* Problem statement *
Pull every line of text from the material below and reproduce it verbatim, leaving the pictures out of your answer.

[Entries for pointing and labeling]
──────────

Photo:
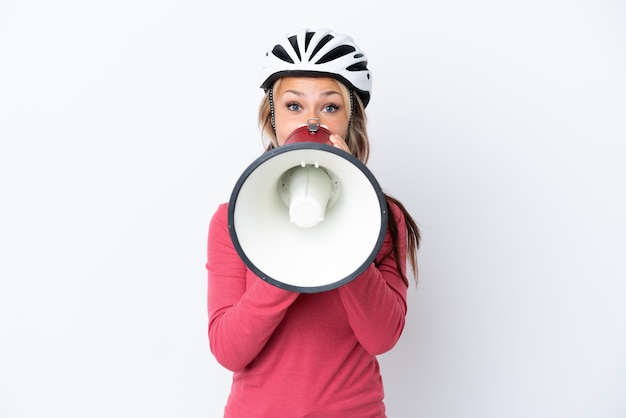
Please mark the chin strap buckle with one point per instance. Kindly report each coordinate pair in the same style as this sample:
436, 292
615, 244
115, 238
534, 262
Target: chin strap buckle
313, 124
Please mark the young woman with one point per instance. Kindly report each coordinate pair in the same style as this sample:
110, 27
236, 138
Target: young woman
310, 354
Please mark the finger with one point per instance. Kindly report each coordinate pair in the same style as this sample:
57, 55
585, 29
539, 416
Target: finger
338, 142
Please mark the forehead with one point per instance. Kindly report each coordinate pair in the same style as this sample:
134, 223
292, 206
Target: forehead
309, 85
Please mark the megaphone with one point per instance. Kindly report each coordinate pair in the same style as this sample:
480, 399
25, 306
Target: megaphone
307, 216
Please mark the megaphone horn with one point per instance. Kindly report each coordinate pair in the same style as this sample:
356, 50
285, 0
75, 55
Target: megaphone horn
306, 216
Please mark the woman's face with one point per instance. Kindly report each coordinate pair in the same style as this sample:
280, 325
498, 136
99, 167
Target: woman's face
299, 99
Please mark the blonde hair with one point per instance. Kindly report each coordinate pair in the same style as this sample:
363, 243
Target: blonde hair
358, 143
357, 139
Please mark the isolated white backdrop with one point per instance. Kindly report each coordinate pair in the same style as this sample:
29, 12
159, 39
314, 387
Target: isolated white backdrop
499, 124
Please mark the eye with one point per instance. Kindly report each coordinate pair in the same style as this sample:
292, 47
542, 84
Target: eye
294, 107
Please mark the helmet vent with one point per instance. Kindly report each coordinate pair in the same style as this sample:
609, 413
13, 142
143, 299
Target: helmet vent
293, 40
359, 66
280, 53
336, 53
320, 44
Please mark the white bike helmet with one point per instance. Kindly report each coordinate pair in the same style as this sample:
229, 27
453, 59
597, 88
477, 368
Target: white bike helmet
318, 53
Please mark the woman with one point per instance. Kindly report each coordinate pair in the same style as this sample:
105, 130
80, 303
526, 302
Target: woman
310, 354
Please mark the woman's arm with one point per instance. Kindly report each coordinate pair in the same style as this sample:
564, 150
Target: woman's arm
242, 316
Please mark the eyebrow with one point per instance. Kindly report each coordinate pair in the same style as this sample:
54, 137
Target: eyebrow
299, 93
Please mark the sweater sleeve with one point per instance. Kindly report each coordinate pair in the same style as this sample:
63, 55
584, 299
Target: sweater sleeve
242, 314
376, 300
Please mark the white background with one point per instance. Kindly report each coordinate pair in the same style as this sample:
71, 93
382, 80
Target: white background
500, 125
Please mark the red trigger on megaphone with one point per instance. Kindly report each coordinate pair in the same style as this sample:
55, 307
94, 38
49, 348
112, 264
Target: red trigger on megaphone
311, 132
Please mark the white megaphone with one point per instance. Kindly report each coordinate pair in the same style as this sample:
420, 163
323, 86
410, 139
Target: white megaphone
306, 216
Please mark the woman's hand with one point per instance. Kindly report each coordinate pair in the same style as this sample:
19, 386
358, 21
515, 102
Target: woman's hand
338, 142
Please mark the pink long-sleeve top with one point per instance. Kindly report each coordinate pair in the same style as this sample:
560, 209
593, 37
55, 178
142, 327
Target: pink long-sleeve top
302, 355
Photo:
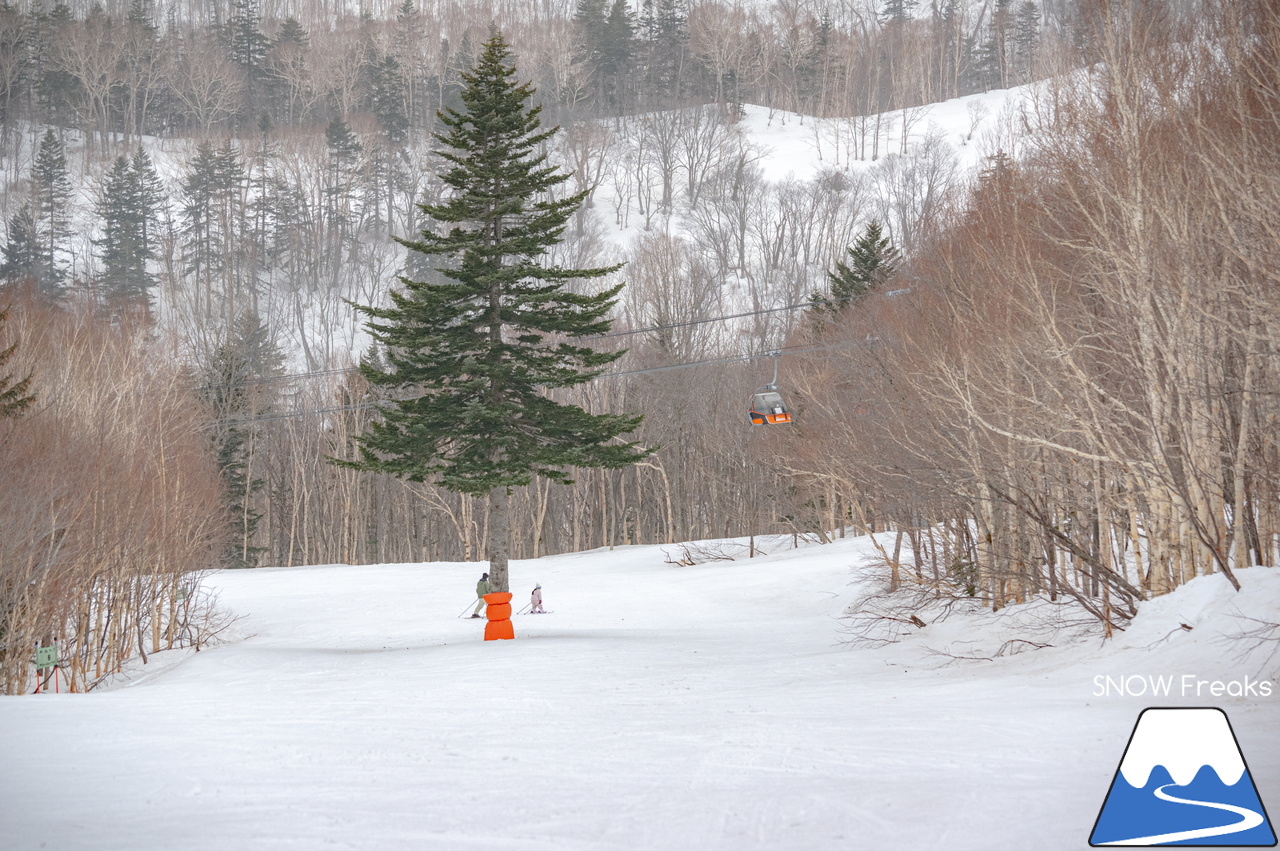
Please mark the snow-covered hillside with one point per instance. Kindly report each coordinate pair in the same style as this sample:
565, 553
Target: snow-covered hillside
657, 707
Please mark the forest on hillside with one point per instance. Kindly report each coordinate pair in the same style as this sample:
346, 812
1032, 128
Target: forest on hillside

──────────

* Answer below *
Photo:
Please mark the chin strap buckle with one point per instance. Kindly report each coordinate pair in the same style as this sample:
436, 292
615, 244
115, 238
534, 262
Target: chin strap buckle
313, 124
Please mark the young woman with one point per instance. Kindly report each coordinate pair in the same style as this sample:
110, 27
236, 138
Target: young woman
310, 354
Please mark the finger with one point per instance. Kindly report each coordinate pair in the same style as this sample:
57, 55
585, 29
539, 416
Target: finger
338, 142
Please mark the forehead with one point per instance. Kindly report each coordinate pair in the same style as this sample:
134, 223
292, 206
Target: forehead
309, 85
Please mark the megaphone with one point per instance. Kindly report each coordinate pair in the same style as this sample:
480, 399
25, 306
Target: megaphone
307, 216
Please mark the megaphone horn with one point per instance. Kindly report each coordinate pair in the same style as this sample:
356, 50
285, 0
75, 55
Target: megaphone horn
306, 216
Please mark the woman's face with one point per instance. Kindly report each coordinate pair in the same style as this sample:
280, 325
498, 136
99, 167
Target: woman's face
299, 99
Please mark the blonde hair with one point per instance. Kindly report each coordinate pair in the same style as this sample:
363, 243
Target: blonde hair
358, 143
357, 139
Please mark the isolated white backdrop with one point per instance. Kindly report each coordinate pair in the same style as this sample:
29, 12
159, 39
314, 387
Target: isolated white backdrop
499, 124
Please mark the eye with one point per instance. Kindly report each coordinate pair in the same style as this sample:
292, 47
542, 84
Target: eye
294, 107
Please mark the helmet vent with one point per instance. Kindly report each coordinate pair in the same style as this sample:
609, 413
13, 142
143, 299
Target: helmet vent
293, 40
359, 66
280, 53
336, 53
320, 44
Please mark the white bike helmet with one point per instance. Kindly report each coordinate pair in the same style as this sample:
229, 27
453, 59
597, 88
477, 368
Target: white bike helmet
318, 53
Please mark the woman with one point per instance. Kindly report each coordinate pair in the same style as this sample:
105, 130
80, 303
526, 302
Target: woman
310, 354
Please mark the woman's arm with one point per instance. Kindly report each coordinate pair in the same style as this sample:
564, 150
Target: woman's arm
242, 316
Please mark the eyebrow with one point per instance. Kindly report each coordinate pair in the same style as this sample:
54, 137
Target: eyebrow
299, 93
Please mark the sweater sleeve with one point per instance. Kindly report each coordinate pair in the same style as this sample:
63, 55
584, 299
Target: sweater sleeve
242, 314
376, 300
Please mark the white background with one point per instance. Kindly report each coordinate pair in the same style as this sample:
71, 93
382, 80
Target: white background
500, 125
Please mark the red trigger on megaphone with one point per instance. Kindly report each coordinate pair in the same style as this sample:
55, 307
94, 38
49, 348
112, 264
Target: red trigger on megaphone
311, 132
Please mark the white megaphone with one point per instance. Kindly report each coordinate pair in the same style as this sample:
420, 163
323, 86
410, 139
Target: white megaphone
306, 216
Please mark the woman's hand with one point per instance. Kindly report each coordinate pair in the same style as this sample:
19, 386
358, 21
515, 102
Target: woman's hand
338, 142
Please mark the pink long-sleeve top with one point per instance. Kindly report each coordinate pair in the same style as this sample:
560, 209
593, 37
55, 178
142, 327
Target: pink long-sleeve top
302, 355
Photo:
Please mark the snow-covered hillside with one point per instance. Kindly report each coordinate pair in the same style as this sample:
565, 553
Target: snow-covered hillside
657, 707
Please mark the forest on hillside with one point per instance. Kindly report each coordinate pair in the same style as this sample:
346, 812
1032, 128
Target: forest on hillside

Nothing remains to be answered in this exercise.